* _What you need to do_: Where the line holding "Provide the mask of each instance of the window." appears, start copying, and continue exactly through the last line of the listing, skipping pictures.

* _Source data_:

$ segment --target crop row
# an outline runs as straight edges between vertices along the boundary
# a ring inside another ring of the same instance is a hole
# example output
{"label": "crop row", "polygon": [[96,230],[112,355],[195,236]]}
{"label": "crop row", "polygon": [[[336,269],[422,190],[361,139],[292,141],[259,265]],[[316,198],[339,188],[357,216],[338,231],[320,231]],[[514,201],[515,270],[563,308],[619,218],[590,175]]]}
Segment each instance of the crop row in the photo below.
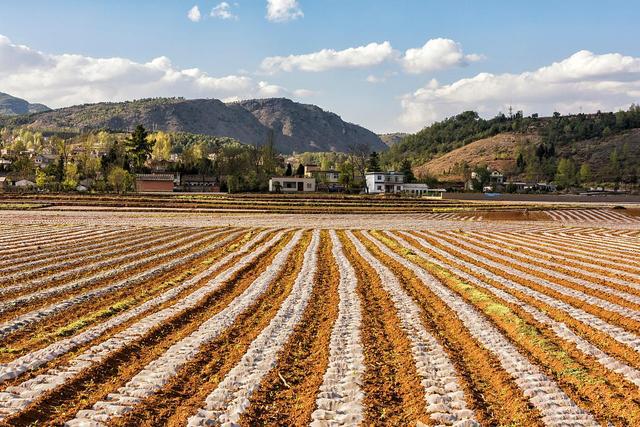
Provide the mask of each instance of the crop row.
{"label": "crop row", "polygon": [[640,269],[608,270],[586,246],[633,259],[630,237],[599,249],[544,225],[167,231],[134,228],[130,251],[104,246],[84,272],[41,258],[55,285],[5,309],[7,345],[75,307],[134,302],[5,353],[0,423],[640,422]]}

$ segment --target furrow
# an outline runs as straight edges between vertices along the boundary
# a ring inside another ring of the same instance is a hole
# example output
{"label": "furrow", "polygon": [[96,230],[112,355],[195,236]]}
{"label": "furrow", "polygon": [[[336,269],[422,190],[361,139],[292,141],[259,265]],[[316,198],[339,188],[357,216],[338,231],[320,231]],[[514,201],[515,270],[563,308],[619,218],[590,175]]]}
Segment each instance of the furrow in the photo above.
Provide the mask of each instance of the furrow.
{"label": "furrow", "polygon": [[238,422],[250,404],[253,392],[275,366],[278,353],[302,318],[314,286],[320,232],[312,234],[304,262],[291,293],[269,325],[258,335],[240,362],[207,396],[205,405],[189,418],[189,426]]}
{"label": "furrow", "polygon": [[[455,255],[457,250],[453,250],[451,252],[443,251],[442,249],[432,245],[427,240],[419,236],[416,236],[413,234],[406,234],[404,232],[399,232],[399,235],[413,238],[425,249],[428,249],[429,251],[433,251],[435,253],[439,253],[442,256],[445,256],[451,259],[460,260],[462,263],[462,257]],[[403,241],[406,243],[405,240]],[[460,253],[463,254],[462,251],[460,251]],[[452,255],[454,256],[452,257]],[[475,260],[475,258],[470,258],[470,259]],[[624,330],[623,328],[620,328],[619,326],[609,324],[606,321],[600,319],[599,317],[596,317],[595,315],[592,315],[580,308],[574,307],[571,304],[565,303],[561,300],[550,297],[549,295],[546,295],[542,292],[538,292],[527,286],[521,285],[520,283],[517,283],[508,278],[505,278],[501,275],[495,275],[494,273],[487,270],[486,268],[483,268],[482,266],[477,265],[475,262],[472,263],[469,261],[464,261],[464,265],[468,266],[470,269],[482,271],[483,274],[486,273],[488,277],[492,277],[492,278],[495,277],[496,281],[499,281],[500,283],[508,284],[509,287],[514,290],[522,292],[523,294],[528,295],[534,298],[535,300],[548,305],[549,307],[553,307],[554,309],[567,313],[569,314],[569,316],[571,316],[571,318],[576,319],[580,321],[582,324],[604,333],[605,335],[613,338],[617,342],[625,346],[628,346],[633,351],[640,353],[640,337],[638,337],[634,333],[627,332],[626,330]]]}
{"label": "furrow", "polygon": [[402,289],[390,269],[376,259],[352,232],[348,231],[347,236],[360,255],[375,269],[385,291],[394,302],[403,330],[412,343],[413,357],[421,377],[430,418],[446,425],[477,425],[473,411],[467,408],[457,373],[446,352],[422,325],[419,307]]}
{"label": "furrow", "polygon": [[[46,285],[51,284],[52,282],[59,282],[68,277],[77,278],[78,276],[89,274],[94,270],[100,270],[107,267],[110,269],[126,268],[127,264],[124,264],[122,266],[118,266],[117,264],[131,259],[140,260],[142,255],[145,255],[146,258],[162,255],[158,252],[161,252],[166,248],[184,241],[183,239],[181,239],[182,237],[185,237],[186,240],[194,236],[187,233],[174,234],[171,239],[167,239],[167,236],[159,236],[156,238],[152,238],[151,236],[144,236],[139,240],[131,240],[129,244],[127,244],[127,246],[124,248],[112,252],[103,252],[92,257],[86,257],[82,259],[82,261],[80,261],[82,265],[79,267],[70,268],[69,266],[69,264],[77,264],[79,261],[64,261],[58,265],[45,265],[44,267],[41,267],[39,271],[36,270],[36,273],[43,271],[50,273],[44,277],[24,279],[24,277],[32,274],[32,272],[30,271],[21,271],[20,273],[14,275],[5,276],[5,279],[9,280],[21,279],[21,283],[17,285],[0,287],[0,296],[4,296],[9,293],[17,293],[20,291],[29,290],[31,288],[42,288]],[[171,241],[169,243],[158,244],[166,240]],[[98,261],[90,262],[91,259],[97,259]],[[52,272],[52,270],[54,270],[55,268],[64,268],[64,270]],[[4,304],[5,302],[0,303],[0,312],[3,307],[2,304]]]}
{"label": "furrow", "polygon": [[342,243],[330,231],[333,258],[338,266],[338,317],[329,343],[329,363],[311,414],[314,427],[327,424],[360,424],[364,419],[362,376],[364,355],[361,340],[362,310],[356,292],[356,272],[346,260]]}
{"label": "furrow", "polygon": [[[43,307],[37,310],[30,311],[23,315],[17,316],[7,322],[4,322],[0,324],[0,338],[5,337],[8,334],[13,333],[19,329],[22,329],[27,325],[33,324],[35,322],[43,321],[44,319],[56,313],[59,313],[63,310],[67,310],[85,301],[98,298],[102,295],[109,294],[119,289],[131,287],[131,286],[143,283],[145,280],[148,280],[163,272],[169,271],[172,268],[184,262],[188,262],[194,258],[198,258],[206,254],[207,252],[210,252],[211,249],[208,245],[194,253],[188,253],[188,251],[205,244],[207,241],[215,238],[218,234],[219,233],[216,233],[213,236],[206,236],[204,238],[194,240],[187,245],[165,252],[163,255],[163,258],[169,259],[168,261],[164,261],[161,264],[145,269],[140,273],[136,273],[132,276],[128,276],[123,280],[117,281],[116,283],[113,283],[104,287],[100,287],[97,289],[93,289],[86,293],[83,293],[71,298],[67,298],[60,302],[48,305],[46,307]],[[187,254],[182,256],[176,256],[181,253],[187,253]]]}
{"label": "furrow", "polygon": [[[379,241],[375,240],[373,243],[379,249],[385,250]],[[538,367],[520,354],[518,349],[476,309],[443,286],[417,264],[406,260],[395,252],[387,251],[387,253],[389,257],[419,276],[425,286],[429,287],[457,313],[471,334],[498,357],[503,369],[515,379],[525,396],[542,413],[545,424],[564,426],[570,421],[570,425],[576,426],[598,425],[591,414],[577,406],[552,379],[544,375]]]}
{"label": "furrow", "polygon": [[297,246],[302,236],[297,232],[294,238],[274,258],[269,268],[247,288],[231,305],[204,322],[196,332],[172,345],[161,357],[151,362],[135,375],[117,393],[111,393],[104,401],[97,402],[92,409],[79,411],[76,418],[68,421],[69,426],[84,425],[87,422],[105,423],[131,411],[144,398],[160,390],[178,370],[195,357],[199,348],[215,339],[235,319],[258,298],[275,279],[287,257]]}
{"label": "furrow", "polygon": [[[108,321],[103,322],[97,326],[94,326],[76,336],[63,339],[60,341],[56,341],[43,349],[28,353],[14,361],[0,365],[0,383],[2,383],[7,379],[14,379],[29,370],[36,369],[56,359],[57,357],[60,357],[63,354],[73,350],[78,346],[81,346],[85,343],[89,343],[99,338],[101,335],[103,335],[110,329],[113,329],[116,326],[129,321],[130,319],[140,316],[152,310],[153,308],[158,307],[164,304],[165,302],[170,301],[174,297],[178,296],[182,291],[189,289],[191,286],[200,282],[202,279],[210,276],[213,273],[218,272],[219,269],[225,264],[227,264],[232,258],[246,254],[250,249],[254,249],[254,245],[257,242],[259,242],[266,233],[267,232],[258,233],[249,242],[245,243],[241,248],[239,248],[237,252],[229,253],[222,259],[211,264],[207,269],[196,274],[190,279],[184,281],[182,284],[171,288],[169,291],[164,292],[163,294],[157,297],[154,297],[125,313],[115,316],[109,319]],[[232,234],[227,238],[217,242],[211,247],[211,249],[215,250],[215,249],[221,248],[230,240],[232,240],[236,235],[237,234]],[[265,247],[262,250],[257,250],[256,252],[254,252],[256,254],[255,256],[259,256],[266,249],[267,247]],[[251,260],[255,259],[255,256],[251,256],[247,260],[249,260],[250,262]],[[235,267],[233,267],[233,270],[237,271],[238,269],[242,268],[244,265],[246,265],[246,260],[240,260],[238,264]],[[162,310],[160,312],[154,313],[152,315],[149,315],[144,319],[141,319],[136,325],[133,325],[130,329],[127,330],[129,332],[135,332],[135,333],[127,335],[126,334],[127,331],[124,331],[121,334],[119,334],[117,337],[114,337],[113,339],[118,341],[118,347],[123,347],[127,345],[132,339],[134,339],[136,335],[143,335],[146,331],[148,331],[150,328],[154,326],[157,326],[163,320],[166,320],[174,316],[175,313],[184,311],[189,307],[195,306],[198,301],[200,301],[202,298],[204,298],[206,295],[210,294],[216,289],[217,289],[216,284],[214,284],[213,282],[209,282],[206,286],[203,286],[197,291],[194,291],[187,297],[176,302],[171,307],[165,310]],[[94,354],[95,352],[100,352],[103,346],[105,345],[106,344],[103,343],[97,347],[94,347],[94,350],[93,350]],[[110,349],[110,351],[115,351],[118,348],[111,345],[106,345],[106,346]],[[104,358],[107,355],[108,353],[102,354],[100,358]]]}
{"label": "furrow", "polygon": [[[640,312],[638,312],[637,310],[632,310],[628,307],[623,307],[620,306],[619,304],[615,304],[613,302],[604,300],[602,298],[599,297],[595,297],[592,295],[588,295],[585,294],[584,292],[581,291],[577,291],[575,289],[572,289],[570,287],[567,286],[562,286],[562,285],[558,285],[556,283],[550,282],[548,280],[542,279],[536,275],[527,273],[521,269],[515,269],[513,267],[511,267],[511,265],[517,265],[517,261],[515,260],[509,260],[506,259],[504,260],[504,262],[506,262],[506,264],[502,264],[502,263],[498,263],[496,261],[493,261],[485,256],[480,255],[478,252],[472,252],[472,251],[468,251],[466,249],[463,249],[461,246],[455,246],[453,244],[451,244],[450,242],[448,242],[447,240],[444,240],[442,238],[439,238],[437,236],[432,236],[435,240],[438,241],[439,244],[441,244],[443,247],[446,247],[448,249],[452,249],[452,250],[456,250],[459,251],[460,253],[469,256],[471,258],[476,259],[479,262],[482,262],[483,264],[486,264],[492,268],[498,269],[498,270],[502,270],[506,273],[508,273],[509,275],[512,276],[516,276],[519,278],[522,278],[524,280],[536,283],[539,286],[542,286],[546,289],[549,289],[551,291],[554,291],[560,295],[569,297],[569,298],[575,298],[578,301],[581,301],[583,303],[592,305],[594,307],[597,307],[599,309],[602,310],[607,310],[611,313],[615,313],[616,315],[619,315],[623,318],[628,318],[631,319],[633,321],[640,321]],[[467,246],[468,247],[468,246]],[[497,257],[499,258],[499,257]]]}

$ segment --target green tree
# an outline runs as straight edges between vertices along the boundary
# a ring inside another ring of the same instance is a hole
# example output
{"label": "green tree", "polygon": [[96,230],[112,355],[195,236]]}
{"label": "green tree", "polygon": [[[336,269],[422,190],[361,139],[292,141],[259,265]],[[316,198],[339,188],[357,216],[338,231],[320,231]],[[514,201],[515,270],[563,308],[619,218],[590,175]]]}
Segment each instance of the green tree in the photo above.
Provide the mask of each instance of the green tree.
{"label": "green tree", "polygon": [[171,156],[171,135],[158,131],[149,135],[147,139],[153,143],[151,157],[154,160],[169,160]]}
{"label": "green tree", "polygon": [[291,167],[291,163],[287,163],[287,169],[284,171],[284,176],[292,176],[293,168]]}
{"label": "green tree", "polygon": [[36,168],[36,187],[43,189],[47,186],[47,174],[40,168]]}
{"label": "green tree", "polygon": [[126,140],[127,152],[134,172],[144,170],[144,164],[153,151],[153,141],[150,141],[148,136],[149,133],[144,126],[138,125]]}
{"label": "green tree", "polygon": [[518,158],[516,159],[516,169],[518,173],[522,173],[525,167],[524,156],[522,153],[518,153]]}
{"label": "green tree", "polygon": [[73,190],[76,188],[79,178],[78,166],[75,163],[67,162],[67,164],[64,165],[64,181],[62,181],[64,189]]}
{"label": "green tree", "polygon": [[559,187],[569,188],[576,181],[576,166],[573,160],[562,158],[558,161],[555,182]]}
{"label": "green tree", "polygon": [[591,166],[589,166],[589,163],[583,163],[582,165],[580,165],[578,179],[580,180],[581,184],[591,182]]}
{"label": "green tree", "polygon": [[405,182],[415,182],[416,177],[413,174],[411,160],[404,159],[400,165],[400,172],[404,174]]}
{"label": "green tree", "polygon": [[367,172],[379,172],[380,171],[380,157],[375,151],[369,154],[367,160]]}
{"label": "green tree", "polygon": [[353,185],[353,165],[350,162],[340,164],[340,184],[345,190],[350,190]]}
{"label": "green tree", "polygon": [[119,166],[114,166],[107,175],[107,183],[118,194],[126,193],[133,184],[133,178],[129,172]]}
{"label": "green tree", "polygon": [[609,155],[609,177],[616,185],[620,182],[620,160],[617,148],[614,148]]}
{"label": "green tree", "polygon": [[278,151],[275,147],[275,135],[273,129],[267,134],[267,143],[262,147],[262,170],[266,176],[273,176],[278,166]]}
{"label": "green tree", "polygon": [[296,176],[303,177],[304,176],[304,165],[300,163],[298,168],[296,169]]}

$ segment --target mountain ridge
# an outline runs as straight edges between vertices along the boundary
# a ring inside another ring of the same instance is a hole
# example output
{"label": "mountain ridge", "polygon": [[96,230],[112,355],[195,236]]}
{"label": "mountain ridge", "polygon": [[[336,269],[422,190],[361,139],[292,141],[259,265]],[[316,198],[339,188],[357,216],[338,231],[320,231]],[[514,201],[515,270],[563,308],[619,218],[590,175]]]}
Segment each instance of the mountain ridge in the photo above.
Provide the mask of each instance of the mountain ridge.
{"label": "mountain ridge", "polygon": [[18,116],[44,111],[51,109],[44,104],[32,104],[22,98],[0,92],[0,116]]}
{"label": "mountain ridge", "polygon": [[150,130],[230,137],[251,145],[265,144],[273,130],[275,146],[283,153],[348,151],[354,144],[367,144],[375,151],[386,149],[368,129],[318,106],[287,98],[229,103],[218,99],[147,98],[75,105],[12,117],[5,123],[79,132],[130,131],[142,124]]}

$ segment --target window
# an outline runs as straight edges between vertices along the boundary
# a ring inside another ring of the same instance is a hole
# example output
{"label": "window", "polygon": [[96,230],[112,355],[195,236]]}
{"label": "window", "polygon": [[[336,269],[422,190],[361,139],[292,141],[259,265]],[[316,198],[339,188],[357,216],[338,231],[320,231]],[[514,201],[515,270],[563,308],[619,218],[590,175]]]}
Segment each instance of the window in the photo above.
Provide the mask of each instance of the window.
{"label": "window", "polygon": [[376,179],[377,179],[378,181],[382,181],[382,175],[378,175],[378,176],[376,177]]}
{"label": "window", "polygon": [[378,191],[382,191],[382,185],[378,185]]}
{"label": "window", "polygon": [[307,188],[311,188],[311,183],[307,182]]}

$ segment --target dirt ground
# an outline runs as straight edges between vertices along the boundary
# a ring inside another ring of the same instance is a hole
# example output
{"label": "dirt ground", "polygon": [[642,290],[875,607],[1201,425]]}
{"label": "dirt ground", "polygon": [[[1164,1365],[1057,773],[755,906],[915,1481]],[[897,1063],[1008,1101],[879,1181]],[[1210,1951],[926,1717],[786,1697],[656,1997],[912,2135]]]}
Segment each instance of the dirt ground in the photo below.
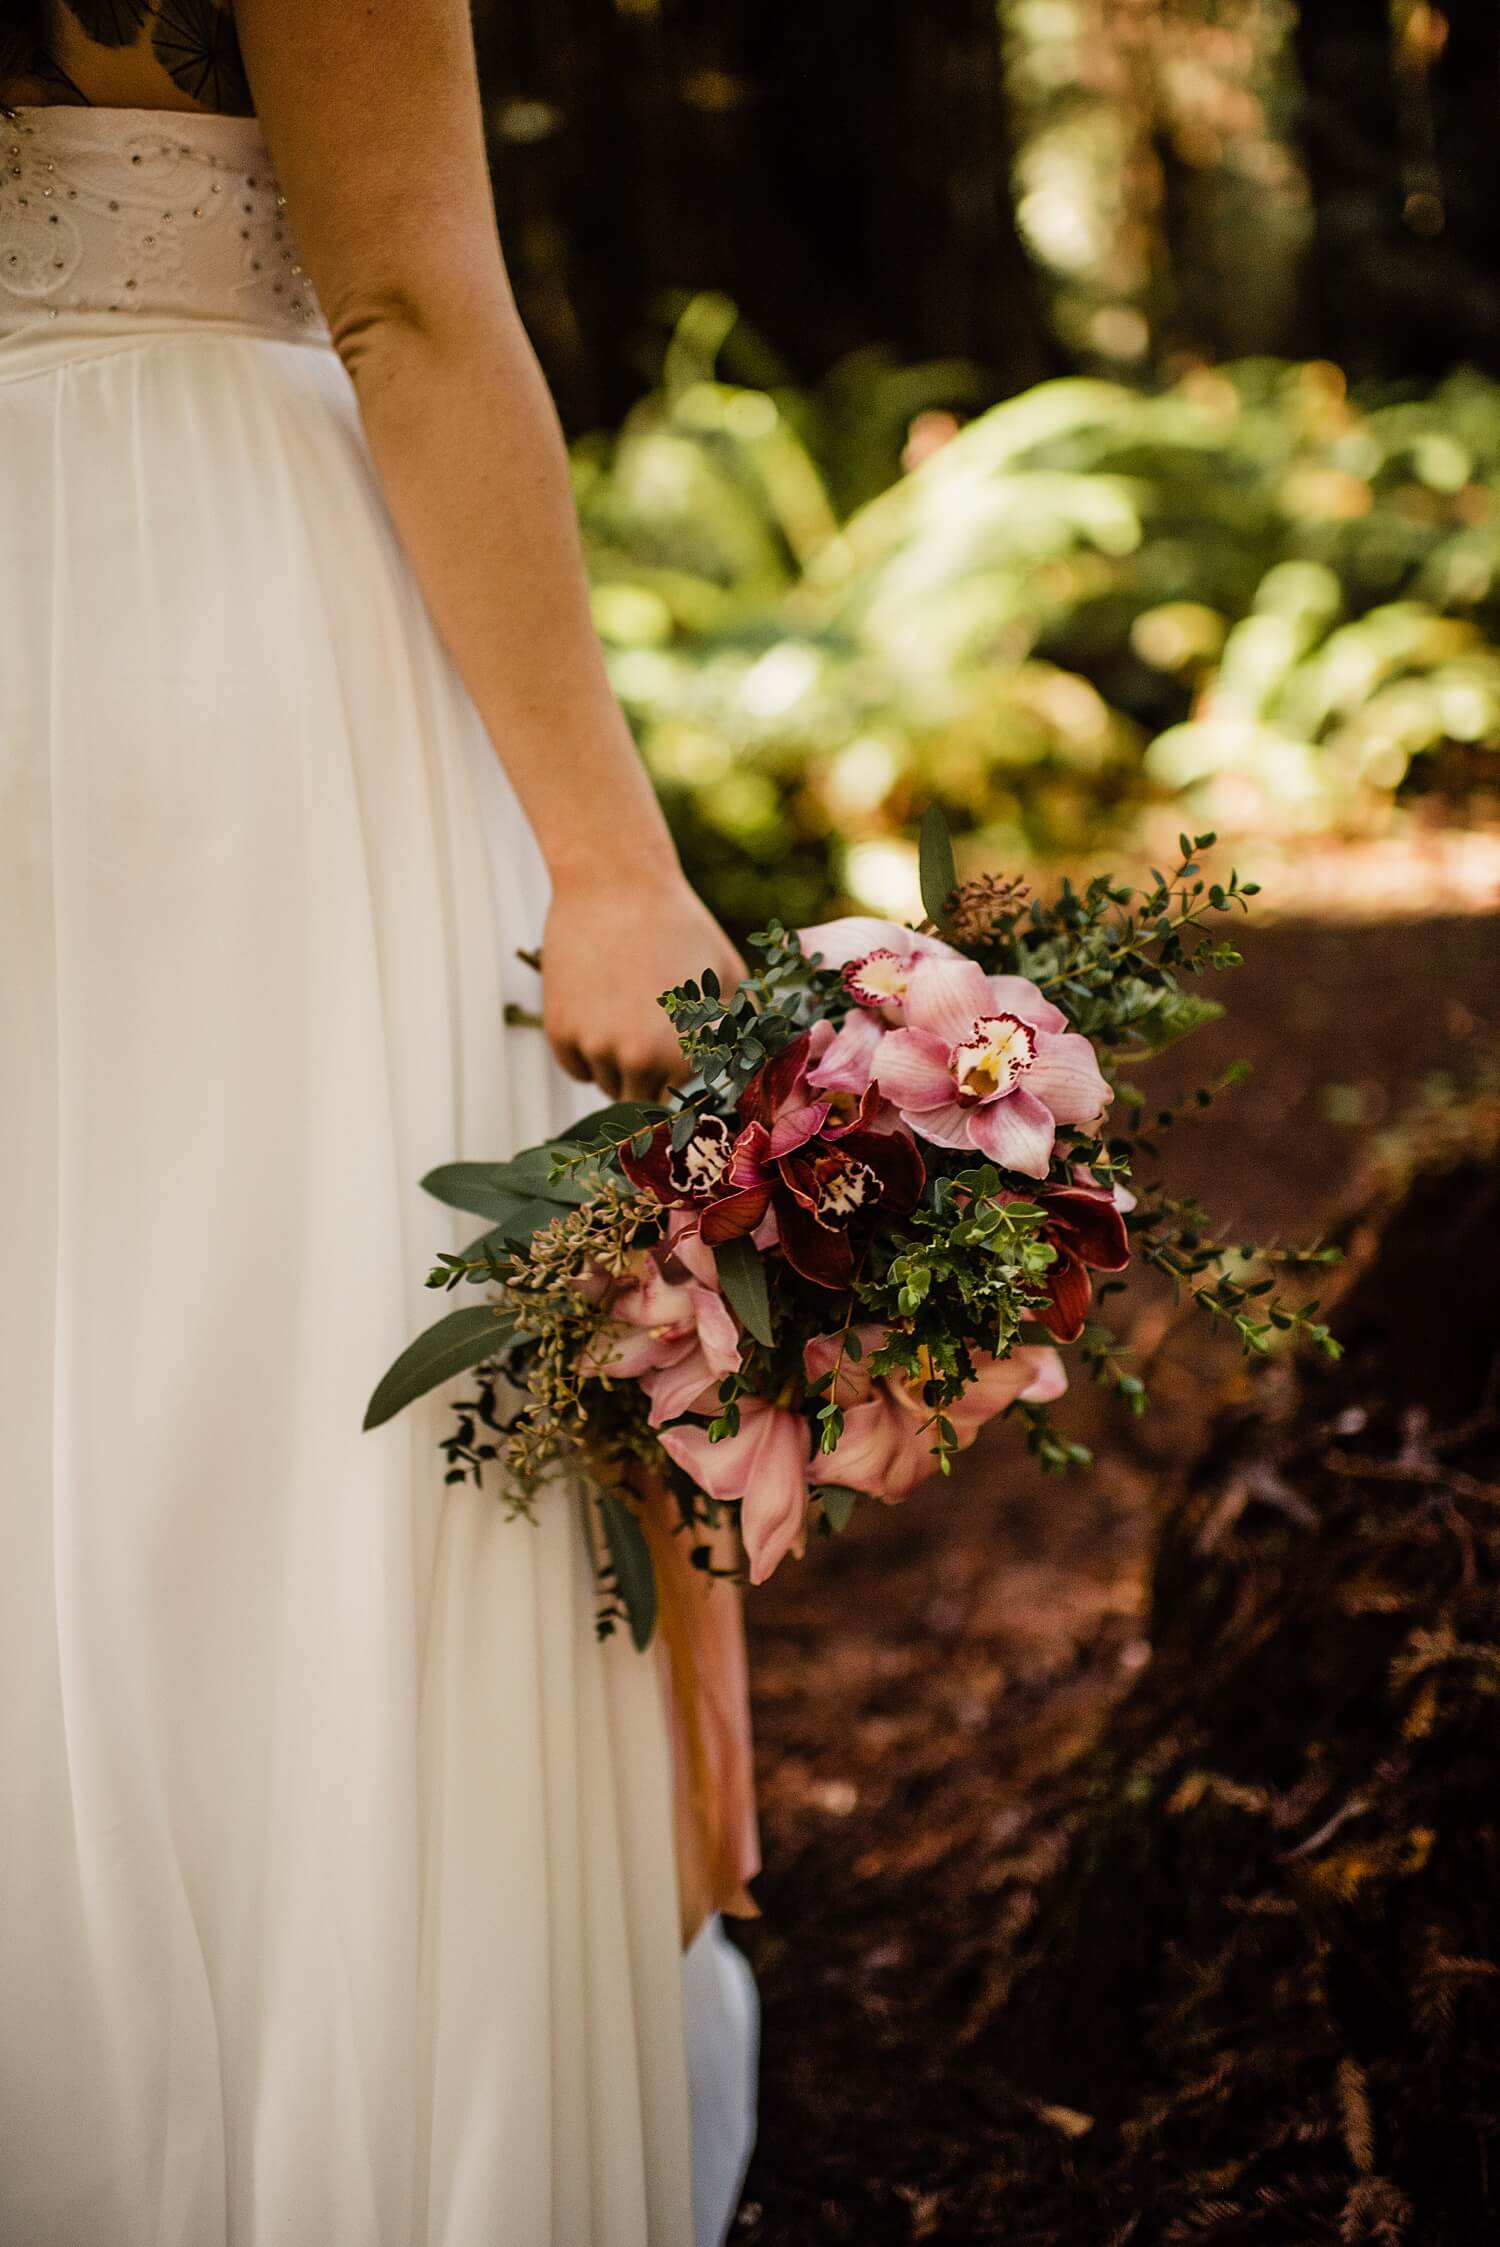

* _Solution for this exercise_:
Provide the mask of each instance of the window.
{"label": "window", "polygon": [[376,179],[377,179],[378,181],[382,181],[382,175],[378,175],[378,176],[376,177]]}
{"label": "window", "polygon": [[378,191],[382,191],[382,185],[378,185]]}
{"label": "window", "polygon": [[307,188],[311,188],[311,183],[307,182]]}

$ segment --target dirt ground
# an outline runs as straight edges between vertices along the boundary
# a ring inside another ring of the same instance is a hole
# example output
{"label": "dirt ground", "polygon": [[642,290],[875,607],[1201,425]]}
{"label": "dirt ground", "polygon": [[[1164,1365],[1057,773],[755,906],[915,1481]],[[897,1063],[1008,1101],[879,1181]],[[1210,1951],[926,1717],[786,1697],[656,1997],[912,2135]]]}
Segment each instance of the dirt ground in the photo below.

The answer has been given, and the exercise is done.